Detection annotation records:
----------------------------------------
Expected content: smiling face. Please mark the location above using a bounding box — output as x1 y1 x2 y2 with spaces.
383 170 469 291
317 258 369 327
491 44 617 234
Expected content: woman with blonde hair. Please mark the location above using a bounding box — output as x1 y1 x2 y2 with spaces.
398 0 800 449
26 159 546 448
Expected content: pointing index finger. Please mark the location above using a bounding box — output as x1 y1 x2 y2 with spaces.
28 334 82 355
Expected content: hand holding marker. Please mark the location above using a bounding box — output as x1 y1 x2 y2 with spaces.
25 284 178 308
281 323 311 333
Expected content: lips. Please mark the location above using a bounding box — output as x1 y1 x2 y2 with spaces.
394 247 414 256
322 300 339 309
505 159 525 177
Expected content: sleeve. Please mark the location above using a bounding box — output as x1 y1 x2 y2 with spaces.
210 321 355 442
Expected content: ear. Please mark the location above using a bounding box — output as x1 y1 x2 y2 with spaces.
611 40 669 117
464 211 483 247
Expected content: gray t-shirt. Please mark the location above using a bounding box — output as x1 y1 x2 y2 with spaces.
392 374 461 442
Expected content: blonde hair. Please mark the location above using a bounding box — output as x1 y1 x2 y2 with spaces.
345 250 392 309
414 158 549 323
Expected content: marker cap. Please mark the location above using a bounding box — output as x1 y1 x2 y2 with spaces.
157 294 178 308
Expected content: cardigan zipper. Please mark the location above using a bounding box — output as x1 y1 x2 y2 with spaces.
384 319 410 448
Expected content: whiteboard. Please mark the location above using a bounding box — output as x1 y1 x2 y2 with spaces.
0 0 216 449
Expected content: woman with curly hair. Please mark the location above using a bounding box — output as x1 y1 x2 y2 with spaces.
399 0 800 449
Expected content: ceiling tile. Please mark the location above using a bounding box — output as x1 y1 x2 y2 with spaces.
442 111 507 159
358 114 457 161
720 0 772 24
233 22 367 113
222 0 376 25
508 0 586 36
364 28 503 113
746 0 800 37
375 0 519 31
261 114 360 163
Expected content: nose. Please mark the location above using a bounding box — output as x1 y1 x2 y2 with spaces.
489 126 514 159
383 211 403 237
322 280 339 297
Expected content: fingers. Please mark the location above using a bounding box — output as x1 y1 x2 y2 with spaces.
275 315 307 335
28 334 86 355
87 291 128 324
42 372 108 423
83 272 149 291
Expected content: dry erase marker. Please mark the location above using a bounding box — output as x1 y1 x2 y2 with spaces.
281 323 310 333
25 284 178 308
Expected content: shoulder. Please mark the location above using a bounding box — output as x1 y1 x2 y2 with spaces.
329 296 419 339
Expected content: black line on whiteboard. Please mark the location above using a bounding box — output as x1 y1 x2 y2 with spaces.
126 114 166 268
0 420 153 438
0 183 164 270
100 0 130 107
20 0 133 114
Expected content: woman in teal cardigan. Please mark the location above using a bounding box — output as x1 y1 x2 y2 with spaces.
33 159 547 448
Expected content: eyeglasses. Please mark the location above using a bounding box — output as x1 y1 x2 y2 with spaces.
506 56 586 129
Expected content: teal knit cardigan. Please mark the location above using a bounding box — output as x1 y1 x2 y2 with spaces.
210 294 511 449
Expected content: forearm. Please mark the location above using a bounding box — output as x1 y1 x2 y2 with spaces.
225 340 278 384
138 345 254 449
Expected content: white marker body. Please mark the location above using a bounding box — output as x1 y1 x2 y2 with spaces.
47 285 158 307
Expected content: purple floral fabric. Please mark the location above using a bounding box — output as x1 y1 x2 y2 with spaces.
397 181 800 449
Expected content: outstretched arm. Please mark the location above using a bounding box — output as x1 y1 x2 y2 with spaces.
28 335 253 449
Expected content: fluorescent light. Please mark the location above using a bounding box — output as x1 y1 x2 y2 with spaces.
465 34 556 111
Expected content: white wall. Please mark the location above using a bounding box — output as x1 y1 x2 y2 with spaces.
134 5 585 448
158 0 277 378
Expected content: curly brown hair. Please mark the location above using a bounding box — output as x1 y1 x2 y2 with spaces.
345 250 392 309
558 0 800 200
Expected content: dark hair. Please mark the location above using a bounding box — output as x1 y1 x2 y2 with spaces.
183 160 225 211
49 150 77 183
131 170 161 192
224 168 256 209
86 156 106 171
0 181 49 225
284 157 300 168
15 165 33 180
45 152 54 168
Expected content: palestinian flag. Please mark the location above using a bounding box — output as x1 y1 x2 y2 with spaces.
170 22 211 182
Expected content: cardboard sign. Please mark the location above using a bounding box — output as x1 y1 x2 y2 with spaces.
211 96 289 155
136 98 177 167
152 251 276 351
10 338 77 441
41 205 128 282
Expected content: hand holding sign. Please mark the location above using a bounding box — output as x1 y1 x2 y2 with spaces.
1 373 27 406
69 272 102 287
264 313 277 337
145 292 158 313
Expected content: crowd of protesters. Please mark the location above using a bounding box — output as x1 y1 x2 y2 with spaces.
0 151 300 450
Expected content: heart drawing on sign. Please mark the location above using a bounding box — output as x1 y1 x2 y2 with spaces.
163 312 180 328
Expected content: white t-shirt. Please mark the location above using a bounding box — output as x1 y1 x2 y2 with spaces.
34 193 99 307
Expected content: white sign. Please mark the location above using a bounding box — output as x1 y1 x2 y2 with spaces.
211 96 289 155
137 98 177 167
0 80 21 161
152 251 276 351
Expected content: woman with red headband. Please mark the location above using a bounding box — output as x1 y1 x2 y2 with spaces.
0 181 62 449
----------------------------------------
** What you will do **
Rewrite all of the data above, changing "Expected content" to "Target object" and keeping every other part the same.

** Solution for this exercise **
Target object: smiling face. Please mark the location above using a bounding box — output as x1 y1 x2 y2 with spaces.
383 170 469 291
317 258 369 327
491 44 617 234
Target object: woman with blonde hair. Please mark the location above using a bounding box — output as x1 y1 x2 y2 with spaces.
398 0 800 449
26 159 546 448
Target object: pointing index finger. Please mark the location above using a bounding box — output as x1 y1 x2 y2 with spaces.
28 334 82 355
Target object: hand holding marker. Please mark the location above using a bounding box — output as x1 y1 x2 y2 with spaces.
25 284 178 308
281 323 311 333
Target object: lips. Please mark the location above using a bounding box — output as x1 y1 x2 y2 with spaces.
394 247 414 256
322 300 339 309
505 159 525 177
Target object: sleeve. Please mark the location above using a bounding box — output as x1 y1 x2 y2 with spaces.
210 321 355 442
Target object: ear. Please mark the location above using a bounding box — output as x1 y1 x2 y2 with spaces.
611 40 669 117
464 211 483 247
Target object: gray t-shirt. Please mark the location above using a bounding box — output as x1 y1 x2 y2 with spaces.
392 374 461 442
Target object: blonde hair. Please mark the location above using a bounding box — output as x1 y1 x2 y2 with spaces.
345 250 392 309
414 158 549 323
Target object: marker cap. Please mark the location above using a bounding box — output as x1 y1 x2 y2 with spaces.
157 294 178 308
Target object: cardigan zipper. Please mark the location above using a bounding box — output as x1 y1 x2 y2 with spaces.
384 319 410 448
Target object: whiteboard. Please mark the location above using a bounding box — output as x1 y1 x2 y2 with spaces.
0 0 216 449
Target object: woman with curly hair. Please mark the location above using a bounding box — output as x1 y1 x2 y2 with spaces.
399 0 800 449
Target object: ceiling tile. Please mark the location above using a bounding box — output as x1 y1 x2 y2 with spaces.
442 111 507 159
358 114 457 161
720 0 772 24
233 22 367 113
222 0 376 25
508 0 586 36
364 28 503 113
746 0 800 37
375 0 519 31
261 114 360 163
Target object: nose. Please mark the location above using a bounding box — output as x1 y1 x2 y2 with spaces.
489 126 514 159
383 211 403 237
322 280 339 297
Target object: fingers. Please mark the location above using a bounding box — output as x1 y1 x2 y2 with spaces.
275 315 307 335
28 334 86 355
87 291 128 324
42 372 108 423
83 272 149 291
Target object: dry erase marker. Please mark the location above using a bounding box — output as x1 y1 x2 y2 with spaces.
281 323 310 333
25 284 178 308
Target object: shoulder. Please mark the location above using a bounding box — output as x1 y1 x2 y2 with spaces.
329 296 419 339
Target object: black line on whiteboard. Please mark the location above using a bounding box — output as x1 y1 x2 y2 with spaces.
126 114 166 268
0 420 153 438
0 183 164 270
100 0 130 107
20 0 133 114
Target object: woman in teal cardigan. Please mark the location above using a bounding box — output as x1 y1 x2 y2 with spaces.
33 159 547 448
Target object: eyeglasses. Please mark the location above using a bounding box — output as x1 y1 x2 y2 with spaces.
506 56 586 129
Target object: teal knit cardigan. Please mark the location above using a bounding box — output as x1 y1 x2 y2 with spaces.
210 294 511 449
Target object: forearm. Please mark the location above using a bounding box — output as x1 y1 x2 y2 with spaces.
225 340 278 384
138 345 254 449
Target object: white marker body. Please mark the location above using a bounding box — output as x1 y1 x2 y2 with spaces.
47 285 158 307
Target object: purple floral fabric. Please mark the location above using a bounding box — output as x1 y1 x2 y2 with spaces.
397 181 800 449
Target object: outstretched arm. Please mark the location above using a bounding box — output as x1 y1 x2 y2 with spaces.
28 335 253 449
Target object: fluorescent light. Please mark the location above using a bounding box — output as x1 y1 x2 y2 with spaces.
465 34 556 111
Target object: white wall. Please mark the location above using a bounding box — output as x1 y1 x2 y2 with spaces.
134 5 585 448
158 0 277 378
Target object: curly brown hair. Please mark the location above using a bounding box — output as x1 y1 x2 y2 with spaces.
345 250 392 309
558 0 800 200
Target object: dark hair. Please mark the location above using a bounding box — output as x1 y1 x2 y2 with spaces.
183 160 225 211
49 150 77 183
131 170 161 192
224 168 256 209
86 156 106 171
0 181 49 225
284 157 300 168
15 165 33 180
45 152 54 168
Target object: palestinian flag. Please mark the location above using a bounding box — output as x1 y1 x2 y2 with spaces.
170 22 211 182
Target object: cardboard sign. Please mark the location above using a bounding box — output as x1 y1 x2 y2 with spaces.
211 96 289 155
136 98 177 167
152 251 276 351
10 338 77 441
41 205 128 282
Target object: hand holding sign. Please mark the location above using a bounding box — output as x1 y1 x2 y2 with spaces.
1 373 27 406
69 272 102 287
264 313 277 337
145 292 158 313
Target object: crowd of protesters. Please mark the location above using a bounding box — output as x1 y1 x2 y2 with spaces.
0 151 300 450
Target object: heart drawing on sign. Please mark the location above using a bounding box — output as x1 y1 x2 y2 with spaces.
163 312 180 328
Target object: white t-shirt. Please mark the location above using a bounding box — output as x1 y1 x2 y2 with spaces.
34 193 99 307
Target object: white sign. Please mark the location above using a bounding box — output as x1 y1 x2 y2 with spaces.
211 96 289 155
137 98 177 167
0 80 21 161
152 251 276 351
Target object: woman with red headband. Please mark the location above using a bounding box — output as x1 y1 x2 y2 with spaces.
0 181 62 449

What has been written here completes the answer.